> [Exercise] In the entries below, go to the line containing "If you could tag the building" and repeat it along with every later line, exactly.

> [Supplied data]
....

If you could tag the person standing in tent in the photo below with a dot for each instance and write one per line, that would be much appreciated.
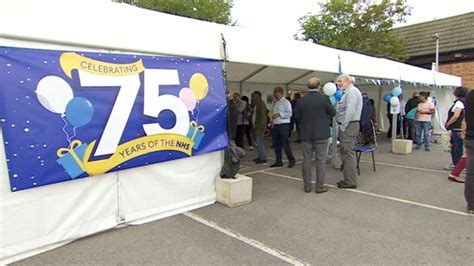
(242, 121)
(410, 111)
(424, 114)
(260, 125)
(233, 116)
(348, 115)
(454, 122)
(293, 121)
(248, 115)
(314, 133)
(281, 115)
(469, 145)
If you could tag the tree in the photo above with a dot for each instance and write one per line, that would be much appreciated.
(361, 26)
(208, 10)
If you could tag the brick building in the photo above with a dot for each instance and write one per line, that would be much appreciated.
(456, 45)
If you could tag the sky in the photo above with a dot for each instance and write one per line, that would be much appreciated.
(279, 18)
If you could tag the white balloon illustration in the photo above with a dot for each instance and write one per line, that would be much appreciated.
(54, 93)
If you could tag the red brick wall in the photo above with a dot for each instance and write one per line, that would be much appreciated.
(465, 70)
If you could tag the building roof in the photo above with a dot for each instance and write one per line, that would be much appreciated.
(455, 34)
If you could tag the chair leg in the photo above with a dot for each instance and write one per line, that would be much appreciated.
(373, 161)
(358, 155)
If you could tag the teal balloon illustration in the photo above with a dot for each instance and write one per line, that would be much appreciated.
(79, 111)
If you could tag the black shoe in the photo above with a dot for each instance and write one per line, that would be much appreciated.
(344, 185)
(322, 189)
(291, 163)
(276, 165)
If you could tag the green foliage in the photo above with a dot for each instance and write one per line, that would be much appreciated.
(209, 10)
(361, 26)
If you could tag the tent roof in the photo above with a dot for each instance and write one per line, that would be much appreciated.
(252, 57)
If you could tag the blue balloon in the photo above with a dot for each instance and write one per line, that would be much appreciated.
(387, 97)
(396, 91)
(338, 95)
(79, 111)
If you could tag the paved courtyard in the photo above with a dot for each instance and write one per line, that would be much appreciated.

....

> [Answer box]
If you could tag the building roof in the photo above with a dot for each instance and write one per line, that would be much appreciated.
(455, 34)
If you could tag the chair leg in the photo above with a dot for each instance and write one per line, that would be much appreciated.
(373, 161)
(358, 155)
If you could tag the teal balloon illustration in the photo above with a dot for each instance and write one per line, that would be much appreciated.
(79, 111)
If you could tag the black shoe in the photo above with a dot for each instance and write one per line, that would be much appreciated.
(344, 185)
(322, 189)
(291, 163)
(276, 165)
If you could tag the green foliage in the photo above with a dot for each instance and write one per line, that would be much appreciated.
(209, 10)
(361, 26)
If you could tag the tent roof in the photo above with a dot for each instance and write one per line, that would be much appreciated.
(252, 57)
If you could tag the blue balloon in the photo above with a dot for each instance and write one per line, that would be much appreciated.
(387, 97)
(396, 91)
(338, 95)
(79, 111)
If you could tag the paved courtyard in the photo above with a dot for each instance and write one per line, that would be much appreciated.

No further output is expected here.